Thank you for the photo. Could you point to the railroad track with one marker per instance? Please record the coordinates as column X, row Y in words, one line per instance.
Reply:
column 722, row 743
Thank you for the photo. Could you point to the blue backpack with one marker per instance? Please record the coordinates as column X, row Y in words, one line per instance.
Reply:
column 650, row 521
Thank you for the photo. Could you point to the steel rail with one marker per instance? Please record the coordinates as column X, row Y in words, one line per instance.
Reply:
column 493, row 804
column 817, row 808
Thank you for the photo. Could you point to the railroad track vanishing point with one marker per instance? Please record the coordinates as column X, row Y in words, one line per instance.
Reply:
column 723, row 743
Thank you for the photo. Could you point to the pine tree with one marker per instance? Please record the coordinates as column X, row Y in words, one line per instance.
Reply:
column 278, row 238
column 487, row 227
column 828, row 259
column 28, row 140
────────────────────
Written task:
Transcribe all of the lines above word for word, keeping each one unchanged.

Result for this exercise:
Thank you for the photo. Could you point to the railroad track with one marker per instance? Please record the coordinates as column X, row Y in words, one line per instance.
Reply:
column 722, row 743
Thank you for the photo. Could you point to the blue backpack with one marker per instance? Please record the coordinates as column X, row Y in words, one line per instance.
Reply:
column 650, row 521
Thank you for the photo. Could you point to the steel rail with one marker per instance? Please record the coordinates as column X, row Y in words, one line per instance.
Reply:
column 493, row 804
column 817, row 808
Thank you for the photo. Could you point to the railroad track vanishing point with one marker per instance? Please record the coordinates as column X, row Y in words, one line per instance.
Reply:
column 723, row 743
Thank you for the photo. Could you point to the pine tree with one marker per instance? Please record the coordinates as column X, row Y in words, one line per instance.
Reply:
column 278, row 238
column 487, row 227
column 828, row 259
column 28, row 140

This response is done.